» Stated exercise
Show every line in the rows below that contains the word "curb", matching case exactly.

Saved entries
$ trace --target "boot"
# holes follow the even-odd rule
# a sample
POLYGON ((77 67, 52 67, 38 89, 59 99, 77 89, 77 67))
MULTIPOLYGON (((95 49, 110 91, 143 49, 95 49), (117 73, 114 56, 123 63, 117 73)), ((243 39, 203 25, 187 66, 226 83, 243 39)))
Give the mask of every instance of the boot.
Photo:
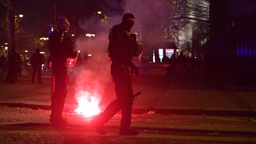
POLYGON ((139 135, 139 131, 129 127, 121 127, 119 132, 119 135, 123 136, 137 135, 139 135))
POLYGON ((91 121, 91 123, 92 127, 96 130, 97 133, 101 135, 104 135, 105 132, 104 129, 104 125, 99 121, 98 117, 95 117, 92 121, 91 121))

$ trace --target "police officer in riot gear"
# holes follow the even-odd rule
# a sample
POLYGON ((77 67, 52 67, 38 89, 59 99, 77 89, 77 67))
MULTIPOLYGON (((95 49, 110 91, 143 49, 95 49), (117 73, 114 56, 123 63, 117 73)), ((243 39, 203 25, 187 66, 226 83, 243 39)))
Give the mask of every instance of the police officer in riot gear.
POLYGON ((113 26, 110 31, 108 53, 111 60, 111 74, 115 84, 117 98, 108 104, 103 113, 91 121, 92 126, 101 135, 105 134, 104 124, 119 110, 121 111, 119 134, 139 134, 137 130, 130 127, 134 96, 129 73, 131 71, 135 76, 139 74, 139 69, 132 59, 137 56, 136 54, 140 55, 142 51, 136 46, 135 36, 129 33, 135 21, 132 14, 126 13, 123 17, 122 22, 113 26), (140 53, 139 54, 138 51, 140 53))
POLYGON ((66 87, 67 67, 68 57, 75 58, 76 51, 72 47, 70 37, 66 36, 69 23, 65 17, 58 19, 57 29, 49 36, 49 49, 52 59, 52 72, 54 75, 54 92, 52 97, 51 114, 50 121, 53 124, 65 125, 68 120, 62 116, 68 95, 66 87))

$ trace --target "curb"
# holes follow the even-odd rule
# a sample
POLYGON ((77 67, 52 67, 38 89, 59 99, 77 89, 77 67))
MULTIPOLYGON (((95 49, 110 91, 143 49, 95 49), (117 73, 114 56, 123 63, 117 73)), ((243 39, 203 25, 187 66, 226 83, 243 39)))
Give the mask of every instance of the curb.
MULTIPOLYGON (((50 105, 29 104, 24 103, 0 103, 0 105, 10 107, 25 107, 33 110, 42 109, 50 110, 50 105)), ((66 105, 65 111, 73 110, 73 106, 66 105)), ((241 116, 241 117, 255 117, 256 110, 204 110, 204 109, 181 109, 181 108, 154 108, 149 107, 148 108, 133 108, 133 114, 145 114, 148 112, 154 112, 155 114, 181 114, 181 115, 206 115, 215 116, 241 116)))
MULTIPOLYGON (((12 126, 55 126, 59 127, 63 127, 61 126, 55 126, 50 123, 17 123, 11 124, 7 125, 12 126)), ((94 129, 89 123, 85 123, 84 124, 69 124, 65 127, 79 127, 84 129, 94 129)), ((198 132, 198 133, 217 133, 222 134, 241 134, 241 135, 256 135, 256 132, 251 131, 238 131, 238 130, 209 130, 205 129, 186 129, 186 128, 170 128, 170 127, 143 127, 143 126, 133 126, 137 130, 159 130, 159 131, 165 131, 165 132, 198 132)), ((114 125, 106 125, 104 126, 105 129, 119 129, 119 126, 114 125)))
* * *
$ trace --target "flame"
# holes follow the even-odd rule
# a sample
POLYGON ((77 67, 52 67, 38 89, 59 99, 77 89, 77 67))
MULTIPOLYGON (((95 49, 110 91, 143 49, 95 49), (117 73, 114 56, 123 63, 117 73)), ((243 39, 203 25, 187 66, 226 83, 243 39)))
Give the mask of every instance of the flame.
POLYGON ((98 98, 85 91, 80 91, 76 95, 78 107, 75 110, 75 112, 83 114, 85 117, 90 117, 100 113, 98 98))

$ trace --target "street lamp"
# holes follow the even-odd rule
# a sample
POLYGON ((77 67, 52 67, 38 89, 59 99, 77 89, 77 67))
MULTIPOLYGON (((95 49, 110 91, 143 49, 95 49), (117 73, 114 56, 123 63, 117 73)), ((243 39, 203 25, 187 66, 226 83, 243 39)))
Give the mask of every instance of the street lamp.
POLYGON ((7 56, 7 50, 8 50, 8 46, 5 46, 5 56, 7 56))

» Exercise response
$ trace --target "curb"
Give the mask of every instance of the curb.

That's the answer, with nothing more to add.